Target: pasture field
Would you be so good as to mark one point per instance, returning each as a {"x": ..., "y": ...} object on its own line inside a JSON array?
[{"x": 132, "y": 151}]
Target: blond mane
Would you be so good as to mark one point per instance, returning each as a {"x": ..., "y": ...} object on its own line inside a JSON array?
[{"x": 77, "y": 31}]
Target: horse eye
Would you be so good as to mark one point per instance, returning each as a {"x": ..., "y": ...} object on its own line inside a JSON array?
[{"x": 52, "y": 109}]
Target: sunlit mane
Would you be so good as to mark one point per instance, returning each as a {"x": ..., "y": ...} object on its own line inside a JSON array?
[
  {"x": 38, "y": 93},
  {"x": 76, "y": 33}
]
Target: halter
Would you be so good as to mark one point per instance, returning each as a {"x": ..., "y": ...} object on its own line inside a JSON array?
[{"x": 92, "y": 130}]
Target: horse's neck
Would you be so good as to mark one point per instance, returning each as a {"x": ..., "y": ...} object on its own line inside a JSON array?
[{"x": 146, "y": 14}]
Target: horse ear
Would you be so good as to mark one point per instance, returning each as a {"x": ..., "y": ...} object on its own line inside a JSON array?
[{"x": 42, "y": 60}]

* * *

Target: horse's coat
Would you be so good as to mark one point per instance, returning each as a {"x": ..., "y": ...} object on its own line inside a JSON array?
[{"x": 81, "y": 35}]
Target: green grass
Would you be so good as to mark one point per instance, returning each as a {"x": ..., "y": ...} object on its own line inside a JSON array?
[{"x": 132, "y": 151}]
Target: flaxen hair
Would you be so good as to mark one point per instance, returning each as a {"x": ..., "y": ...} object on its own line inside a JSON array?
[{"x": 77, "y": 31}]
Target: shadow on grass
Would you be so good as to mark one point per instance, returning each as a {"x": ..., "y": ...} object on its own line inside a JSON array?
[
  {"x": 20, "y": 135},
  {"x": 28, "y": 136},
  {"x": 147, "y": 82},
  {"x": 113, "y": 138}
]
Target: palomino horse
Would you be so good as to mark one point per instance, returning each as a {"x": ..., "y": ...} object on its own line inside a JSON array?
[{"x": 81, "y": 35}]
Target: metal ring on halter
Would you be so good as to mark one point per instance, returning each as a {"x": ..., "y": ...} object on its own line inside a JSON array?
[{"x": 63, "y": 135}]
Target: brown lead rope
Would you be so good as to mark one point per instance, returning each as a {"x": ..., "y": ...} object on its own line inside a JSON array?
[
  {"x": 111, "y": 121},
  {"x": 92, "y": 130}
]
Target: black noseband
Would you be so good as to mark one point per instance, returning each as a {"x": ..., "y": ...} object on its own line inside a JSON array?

_Exercise instructions:_ Identify each line in the rows above that contains the word "grass" and copy every such line.

_Result for this task:_
Target: green grass
Target: shadow on grass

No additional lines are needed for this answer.